• [課題の内容]: カレーを焦がした話の本文から、「しかし、何もしないでいる事を許されるほど私には余裕は無い。」を含む言葉で始まり「た。その事には満足していた。」で終わる部分を、「ピアノ」を「ギター」に入れ替えて書き出してください。

• [本文]:
« カレーの作り方、そして叫び方 | トップページ | 明日はコチセッション! »

2010年8月17日 (火)

瑕を庇う

仕事のメールと電話を6件やっただけで随分と疲れ果てて、「ああもう今日は何もしたくない」などと言ってしまいそうになるほど暑い。

記録的な暑さだ。

しかし、何もしないでいる事を許されるほど私には余裕は無い。

譜面も書かなくてはならないし、ピアノの練習もしなくてはならない。布団も干さなくてはならないし、昨日作ったカレーを救出しなくてはならない。

カレーを救出、というのは。

昨日、寸胴鍋でカレーを作ってみた。分量がべらぼうに多くなるので、思ったよりもカレー粉が大量に必要になる事に途中で気付き、カレー粉を何回も買いに出かける、という失態はあったものの、概ね美味いカレーが出来た。その事には満足していた。

しかし、再度火を入れておこうと思い、鍋を火にかけていたら、鳥頭の私はその事をしばらく忘れてしまい、鍋を十分ほど放置してしまったのだ。

当然、カレーが焦げた。

この絶望感といったら無い。

苦労して、手塩にかけて煮込んだカレーから煙が上がっているその様子を目にした時、私の脳裏には「絶望」の二文字のみが仰々しく浮かんだ。

ただし、それはまだ修復可能なレベルであった。火事で言えば、まだ「ボヤ」の段階であったのだ。

しかし、そこには苦味が残った。まるで人生だ。甘いばかりが人生ではない。苦いこともある。辛いこともある。

今日、私は思案した。それを復活させる方法を。

思案した挙句に私が買ってきたのは、ヨーグルトである。これをどばどばとカレーに入れる。

今度は慎重に火を入れる。小さな火で、そして入念にかき混ぜながら。

すると、これが当たった。

勿論、一度ついた「焦げ」の烙印は決して落ちる事は無い。過去の過ちを決して消し去ることが出来ないように。しかし、それでもカレーは随分と「マシに」なったのだ。

• [表示データ]:

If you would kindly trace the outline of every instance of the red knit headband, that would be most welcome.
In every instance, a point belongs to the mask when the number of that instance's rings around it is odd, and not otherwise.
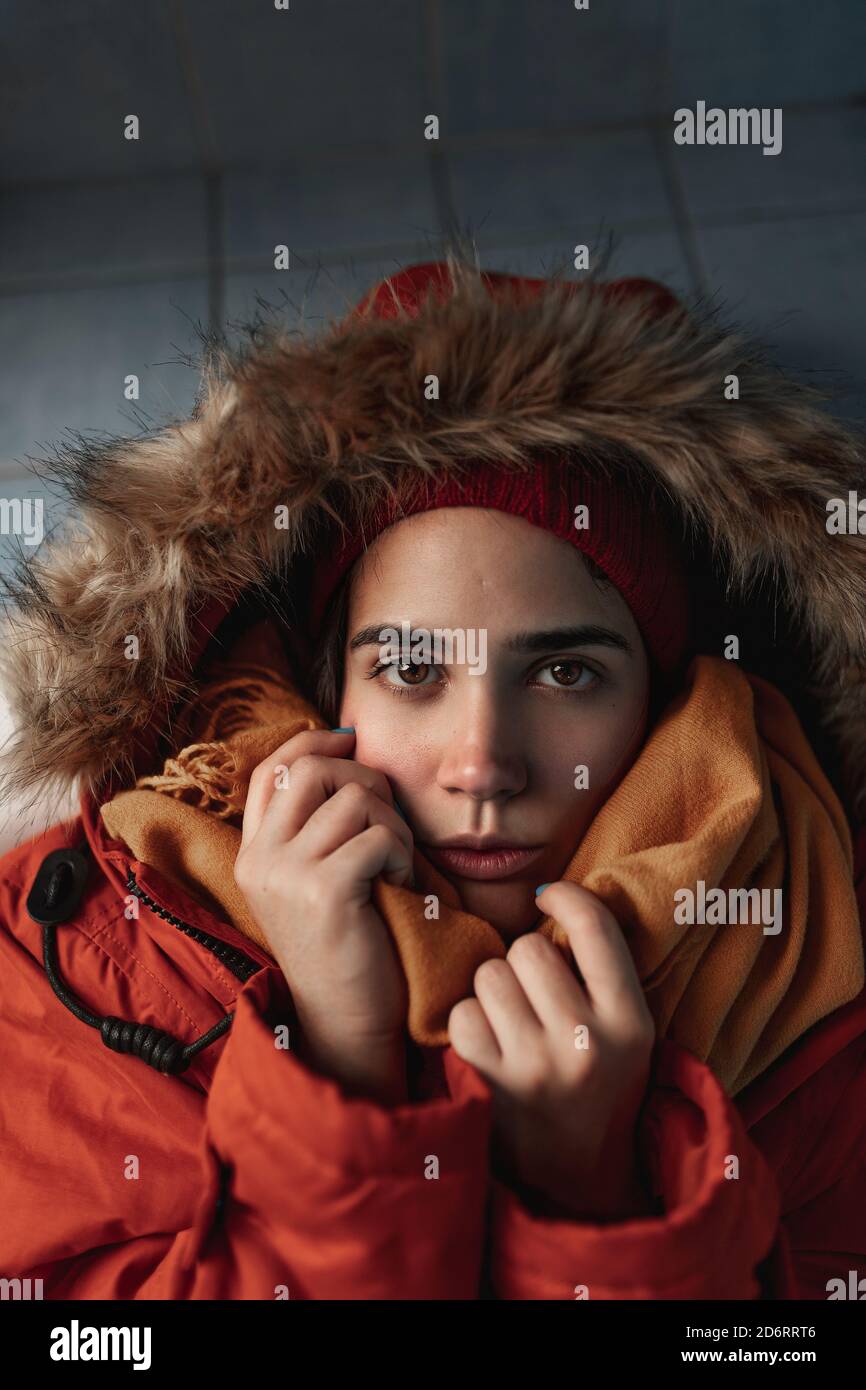
[[[496,274],[485,275],[485,281],[493,295],[507,284],[532,296],[545,284]],[[448,267],[438,263],[410,267],[366,296],[354,313],[367,310],[375,317],[395,317],[396,296],[410,314],[416,314],[418,299],[428,286],[439,297],[446,295]],[[645,281],[614,281],[602,291],[607,297],[617,297],[638,286],[646,293]],[[663,286],[651,288],[657,311],[676,306]],[[660,510],[649,495],[630,488],[627,481],[599,477],[578,459],[562,455],[538,459],[518,473],[470,460],[463,477],[428,481],[424,491],[416,489],[399,506],[386,498],[363,535],[356,531],[343,543],[336,534],[332,548],[322,546],[313,573],[313,638],[318,637],[328,599],[341,578],[377,535],[403,517],[455,506],[510,512],[591,556],[628,603],[653,664],[664,674],[677,667],[689,639],[688,587],[677,545]],[[575,525],[575,520],[582,520],[575,516],[578,506],[587,507],[585,527]]]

• [解答全文]:
しかし、何もしないでいる事を許されるほど私には余裕は無い。

譜面も書かなくてはならないし、ギターの練習もしなくてはならない。布団も干さなくてはならないし、昨日作ったカレーを救出しなくてはならない。

カレーを救出、というのは。

昨日、寸胴鍋でカレーを作ってみた。分量がべらぼうに多くなるので、思ったよりもカレー粉が大量に必要になる事に途中で気付き、カレー粉を何回も買いに出かける、という失態はあったものの、概ね美味いカレーが出来た。その事には満足していた。